A run of records
################
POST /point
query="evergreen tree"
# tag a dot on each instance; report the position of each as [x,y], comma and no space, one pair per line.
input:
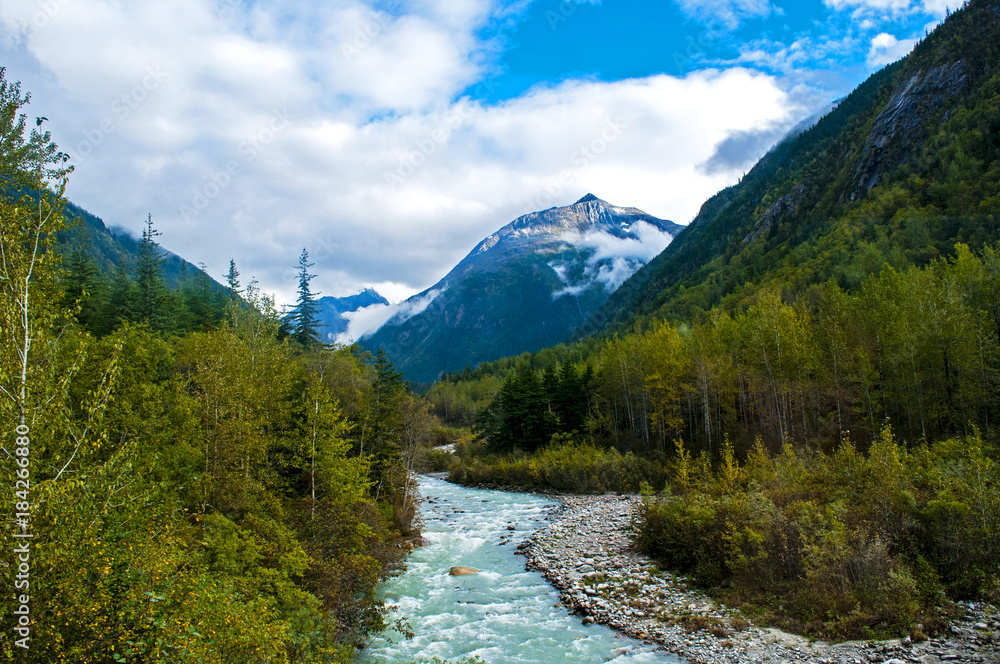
[304,319]
[84,289]
[151,295]
[233,280]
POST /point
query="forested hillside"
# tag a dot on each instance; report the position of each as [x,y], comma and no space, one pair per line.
[808,378]
[179,491]
[904,167]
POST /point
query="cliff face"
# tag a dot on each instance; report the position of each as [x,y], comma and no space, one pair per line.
[894,172]
[526,286]
[904,120]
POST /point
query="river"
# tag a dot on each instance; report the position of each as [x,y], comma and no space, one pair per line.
[503,614]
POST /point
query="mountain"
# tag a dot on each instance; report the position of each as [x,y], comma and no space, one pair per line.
[902,169]
[106,246]
[525,287]
[332,322]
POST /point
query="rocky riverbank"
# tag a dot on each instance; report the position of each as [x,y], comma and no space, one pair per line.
[588,555]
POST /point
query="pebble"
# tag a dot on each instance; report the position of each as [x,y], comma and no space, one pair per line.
[587,554]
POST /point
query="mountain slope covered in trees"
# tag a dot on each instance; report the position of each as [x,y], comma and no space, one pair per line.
[807,378]
[180,489]
[901,170]
[525,287]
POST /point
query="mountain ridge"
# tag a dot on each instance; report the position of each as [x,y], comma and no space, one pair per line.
[523,287]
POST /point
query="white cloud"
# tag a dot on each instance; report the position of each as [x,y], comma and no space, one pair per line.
[249,134]
[879,6]
[727,13]
[886,48]
[368,320]
[613,259]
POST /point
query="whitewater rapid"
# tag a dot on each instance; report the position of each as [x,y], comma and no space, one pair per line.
[503,614]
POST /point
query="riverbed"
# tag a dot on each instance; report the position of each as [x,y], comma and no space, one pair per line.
[501,614]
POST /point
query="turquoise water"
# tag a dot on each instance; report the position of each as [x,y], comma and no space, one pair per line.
[502,614]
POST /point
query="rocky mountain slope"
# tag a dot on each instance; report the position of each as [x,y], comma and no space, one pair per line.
[522,288]
[901,170]
[332,322]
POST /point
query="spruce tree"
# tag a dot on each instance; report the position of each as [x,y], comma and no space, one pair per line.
[233,281]
[84,290]
[151,295]
[304,317]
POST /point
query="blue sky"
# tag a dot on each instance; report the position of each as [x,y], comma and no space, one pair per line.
[388,137]
[557,40]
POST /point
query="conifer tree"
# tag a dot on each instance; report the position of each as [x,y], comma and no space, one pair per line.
[233,281]
[151,295]
[304,319]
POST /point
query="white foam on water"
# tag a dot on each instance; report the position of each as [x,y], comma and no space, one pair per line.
################
* [What to produce]: Reproduce the records, all of them, word for word; omit the pictures.

* [Final result]:
POST /point
query="evergreen tree"
# tag a dot on each instance; report the position of each as [x,y], comma and no space, one pair per line.
input:
[304,319]
[84,289]
[151,295]
[233,280]
POST /point
query="forested hillside"
# tag a dot on each instance; report the position of each as [x,y], comma and no space, one pair per line.
[808,378]
[179,491]
[904,167]
POST /point
query="cliff face"
# tag a dot on each instance; report the position of each as [x,y], comma and no space, one pair per line.
[894,172]
[526,286]
[904,120]
POST /point
query="river"
# tag a dot on each instance; report the position of each as [x,y], comma and no space, one pair per line.
[503,614]
POST /point
query="mountain"
# tag a dot on each instance; report the position of each as [x,y], comma and no space, one pair per line.
[902,169]
[106,246]
[525,287]
[332,322]
POST /point
query="rocky riverbank"
# tag a dot on each instance; report the position of each as [x,y], comma and no space, one pair per line.
[588,555]
POST /point
query="pebble"
# tag a dot on each instance; report the position of each as [x,y], comma and no space, one pair per line.
[587,554]
POST /point
query="mountain slope covered in trees"
# tag a dot on each instance; report the position of each as [x,y], comma and no space, one pair per line.
[807,378]
[180,489]
[901,170]
[525,287]
POST /point
query="mountain ridge"
# tag a dot on each instance; report the position of each as [x,y], comma and no space, one pair per line.
[523,287]
POST /point
query="white cloud"
# tag a dot on each instance; report the position of each as [x,y], comma and no space, one pair per line.
[249,134]
[879,6]
[727,13]
[886,48]
[368,320]
[613,259]
POST /point
query="whitewater rapid"
# tag a dot on each instance; report the position of each as [x,y], comma and no space, one pair per line.
[503,614]
POST /point
query="riverbed"
# tag a dot on each instance; report the position of each as [x,y], comma and no space, one pair per line.
[501,614]
POST /point
query="turquoise water"
# tag a dot on each instance; report the position of each as [x,y], comma and no space, one pair per line.
[502,614]
POST /point
query="rocky mountain slope"
# tag a dot on each instance; report the position of each as [x,y], comma and no space, one pair per line.
[522,288]
[901,170]
[332,322]
POST /point
query="spruce tree"
# tag a dot on each instance; report the position of each as [x,y], comma and no space, one pair per line.
[233,281]
[84,290]
[151,295]
[304,317]
POST /point
query="blue sky"
# tag a dot on each instance; report the position of each as [x,y], comma and no space, one pair per line.
[388,137]
[557,40]
POST /point
query="conifer tree"
# tag a dot on each instance; report the position of each as [x,y], comma and no space, one pair per line.
[233,281]
[151,295]
[304,319]
POST /point
query="white foam on water"
# tag a dot on each instance; report the position of each as [x,y], comma and no space, one pair per line.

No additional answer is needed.